• DATA FOR PROCESSING:
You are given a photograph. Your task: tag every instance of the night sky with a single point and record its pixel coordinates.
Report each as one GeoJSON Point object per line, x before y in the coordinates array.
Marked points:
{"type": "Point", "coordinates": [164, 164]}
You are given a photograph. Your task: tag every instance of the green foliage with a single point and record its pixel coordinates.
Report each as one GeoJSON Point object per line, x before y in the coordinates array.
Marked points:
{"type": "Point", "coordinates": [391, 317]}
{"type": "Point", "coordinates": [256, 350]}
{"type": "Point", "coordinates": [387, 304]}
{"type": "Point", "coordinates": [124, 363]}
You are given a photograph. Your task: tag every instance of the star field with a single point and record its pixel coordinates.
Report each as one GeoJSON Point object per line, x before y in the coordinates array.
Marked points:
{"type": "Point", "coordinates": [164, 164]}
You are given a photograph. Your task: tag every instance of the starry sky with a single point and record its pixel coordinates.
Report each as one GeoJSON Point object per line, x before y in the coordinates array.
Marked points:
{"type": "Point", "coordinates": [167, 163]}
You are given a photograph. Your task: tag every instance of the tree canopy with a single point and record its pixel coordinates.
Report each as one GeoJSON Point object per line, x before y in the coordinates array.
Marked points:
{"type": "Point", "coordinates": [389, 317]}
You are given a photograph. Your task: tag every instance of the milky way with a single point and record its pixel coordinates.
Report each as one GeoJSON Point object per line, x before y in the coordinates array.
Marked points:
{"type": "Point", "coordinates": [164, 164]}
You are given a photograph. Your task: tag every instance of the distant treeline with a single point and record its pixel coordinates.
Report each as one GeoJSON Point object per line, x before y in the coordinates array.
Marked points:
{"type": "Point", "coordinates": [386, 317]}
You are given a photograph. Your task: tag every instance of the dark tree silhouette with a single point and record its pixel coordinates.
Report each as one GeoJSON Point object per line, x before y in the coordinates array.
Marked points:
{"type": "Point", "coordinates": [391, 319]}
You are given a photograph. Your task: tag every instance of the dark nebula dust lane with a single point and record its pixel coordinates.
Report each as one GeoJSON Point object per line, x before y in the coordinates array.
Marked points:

• TASK INSTRUCTIONS: List every line from the entries above in which "dark" appears.

• RESPONSE TO THE TASK:
You are given a photograph. Your task: tag every instance of the dark tree silhouette with a single point and record its pixel coordinates.
You are given a photograph. Your task: tag every instance of the dark nebula dust lane with a single point and record its pixel coordinates.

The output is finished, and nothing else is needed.